* _PROVIDED RECORDS_:
=== Section Start ===

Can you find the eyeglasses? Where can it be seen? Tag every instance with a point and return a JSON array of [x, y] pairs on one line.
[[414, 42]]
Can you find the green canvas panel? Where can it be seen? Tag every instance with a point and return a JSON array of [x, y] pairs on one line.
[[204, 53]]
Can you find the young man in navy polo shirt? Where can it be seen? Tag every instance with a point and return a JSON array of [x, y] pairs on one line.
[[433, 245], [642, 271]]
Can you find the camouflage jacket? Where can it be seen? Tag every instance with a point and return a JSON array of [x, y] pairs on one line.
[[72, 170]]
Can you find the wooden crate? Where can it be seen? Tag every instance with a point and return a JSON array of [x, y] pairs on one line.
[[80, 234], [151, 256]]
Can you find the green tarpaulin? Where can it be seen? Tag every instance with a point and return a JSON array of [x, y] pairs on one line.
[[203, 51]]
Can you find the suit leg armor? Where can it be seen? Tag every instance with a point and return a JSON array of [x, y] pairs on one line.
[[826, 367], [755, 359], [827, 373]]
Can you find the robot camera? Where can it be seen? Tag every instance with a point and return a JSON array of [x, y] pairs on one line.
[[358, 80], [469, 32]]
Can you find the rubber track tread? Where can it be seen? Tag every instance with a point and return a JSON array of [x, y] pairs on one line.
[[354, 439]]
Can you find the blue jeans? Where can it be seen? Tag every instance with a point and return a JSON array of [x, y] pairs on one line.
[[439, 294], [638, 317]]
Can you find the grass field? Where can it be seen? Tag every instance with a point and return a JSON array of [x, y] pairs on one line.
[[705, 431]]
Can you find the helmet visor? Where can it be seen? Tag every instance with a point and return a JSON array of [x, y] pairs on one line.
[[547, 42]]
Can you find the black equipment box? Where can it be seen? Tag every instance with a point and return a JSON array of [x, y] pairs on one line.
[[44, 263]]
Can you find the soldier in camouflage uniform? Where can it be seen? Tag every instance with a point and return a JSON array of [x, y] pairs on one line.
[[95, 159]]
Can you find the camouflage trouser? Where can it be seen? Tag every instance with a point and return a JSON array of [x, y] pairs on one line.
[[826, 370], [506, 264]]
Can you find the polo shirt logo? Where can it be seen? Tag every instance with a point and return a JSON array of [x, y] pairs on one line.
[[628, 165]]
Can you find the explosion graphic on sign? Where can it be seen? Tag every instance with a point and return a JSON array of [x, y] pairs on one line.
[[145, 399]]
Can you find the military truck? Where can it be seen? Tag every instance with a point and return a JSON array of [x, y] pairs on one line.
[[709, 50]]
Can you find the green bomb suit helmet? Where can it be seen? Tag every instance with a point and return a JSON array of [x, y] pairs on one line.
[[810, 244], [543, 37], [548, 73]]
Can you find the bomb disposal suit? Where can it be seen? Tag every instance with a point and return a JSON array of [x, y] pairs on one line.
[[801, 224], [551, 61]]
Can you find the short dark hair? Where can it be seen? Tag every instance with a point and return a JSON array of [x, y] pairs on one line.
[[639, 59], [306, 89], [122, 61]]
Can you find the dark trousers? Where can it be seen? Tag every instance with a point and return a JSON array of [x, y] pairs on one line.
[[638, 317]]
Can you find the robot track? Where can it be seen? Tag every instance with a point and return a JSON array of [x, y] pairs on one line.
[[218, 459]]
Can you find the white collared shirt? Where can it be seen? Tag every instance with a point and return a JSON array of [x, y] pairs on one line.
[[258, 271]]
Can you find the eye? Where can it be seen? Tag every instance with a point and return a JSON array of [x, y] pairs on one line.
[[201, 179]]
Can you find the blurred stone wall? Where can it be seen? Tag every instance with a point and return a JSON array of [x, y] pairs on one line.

=== Section End ===

* _TASK GOAL_: The records above, in their entirety, need to be set down again exactly.

* _RESULT OF THIS EXERCISE_:
Can you find the eyeglasses? Where can it be seen? Tag every instance with a point and return a JSON array of [x, y] pairs on one line.
[[414, 42]]
Can you find the green canvas panel? Where can it be seen? Tag every instance with a point and return a JSON array of [x, y] pairs on one line.
[[204, 53]]
Can you find the young man in navy polo shirt? Where can it be seen? Tag every instance with a point and return a JSON array of [x, y] pairs on one line.
[[433, 245], [642, 271]]
Can you find the camouflage jacket? Where can it be seen? Tag every instance with a point and return a JSON array of [x, y] pairs on one line.
[[72, 170]]
Can you find the wooden crate? Where can it be seen? Tag every instance with a point and return a JSON array of [x, y] pairs on one line.
[[80, 234], [151, 256]]
Can you find the green tarpaulin? Where can it be seen? Tag every instance with a point and return a JSON array of [x, y] pairs on one line.
[[203, 51]]
Can you find the suit leg armor? Where can it be seen? Tag every instance with a point and return a JSON array of [x, y] pairs on one line.
[[826, 367], [755, 359], [827, 373]]
Can you find the robot camera? Where can it be seen? Tag every instance with a point and return a JSON array of [x, y] pairs on one line.
[[358, 80], [469, 32]]
Can you find the rubber track tread? Where can it be seen? Tag every instance with a point and return a JSON array of [x, y] pairs on one line.
[[354, 439]]
Can you find the blue jeans? Where can it be seen? Tag every instance with a point and return a JSON array of [x, y] pairs on one line.
[[439, 294], [638, 317]]
Can you find the grass field? Where can it be seen? Tag every instance with a point and return a JSON array of [x, y] pairs on one line.
[[705, 431]]
Can you find the helmet visor? Where can it be seen? Tag every instance with a point and return a JSON array of [x, y] pairs on one line.
[[547, 42]]
Can you find the black equipment box? Where can it be seen? Tag every instance with a point and return a JSON array of [x, y] pairs on one line.
[[44, 263]]
Can you find the soldier in camouflage uniform? Where can it be seen? Tag every instance with a point and return a JSON array of [x, y] pairs on one line.
[[95, 159]]
Can you find the camouflage trouser? Where can it be seen? Tag every instance with a point and return a JSON array of [x, y] pairs on one line.
[[826, 370], [506, 264]]
Can you find the polo shirt logo? Where can it be seen? Tag every instance with a point and return a JSON array of [x, y] pairs on one line.
[[628, 165]]
Can you find the explosion graphic on sign? Where can it be seen? Tag every instance with a point and return a JSON array of [x, y] pairs on one line.
[[145, 399]]
Can you find the military truck? Where can it be seen? Tag every instance with a point and return a JSON array of [x, y] pairs on one line.
[[709, 50]]
Can you find the green bomb suit helmet? Where can it be seen? Tag every instance with a point and return a JSON array of [x, y] pairs on one line.
[[810, 244], [543, 37], [548, 73]]
Can you find the bomb disposal suit? Where can it be seen? Tag every instance with a point and return a JSON array of [x, y] pairs on one line.
[[801, 224], [551, 61]]
Can you find the short dark hair? Where can it be seen? Tag every instance with a point and return a JSON array of [x, y] pairs on one line.
[[639, 59], [306, 89], [122, 61]]
Can you find the dark trousers? Where can it be seen? Tag every instance with a point and return a JSON array of [x, y] pairs on one line.
[[638, 317]]
Can you find the robot track? Where can it be seen? Tag every instance with a point and return a JSON array of [x, y] pairs on one line.
[[218, 459]]
Can you find the white collared shirt? Where can it be seen? Tag every instance with a point and return a JSON array of [x, y] pairs on one line.
[[258, 271]]
Can you find the eye? Where can it be seen? Tag every instance with a point and return a JSON array of [x, y] pairs on one line.
[[201, 179]]
Can you find the blurred stone wall? Where can it be seen? Tag every instance with a point and return a JSON array of [x, y] pairs on one line.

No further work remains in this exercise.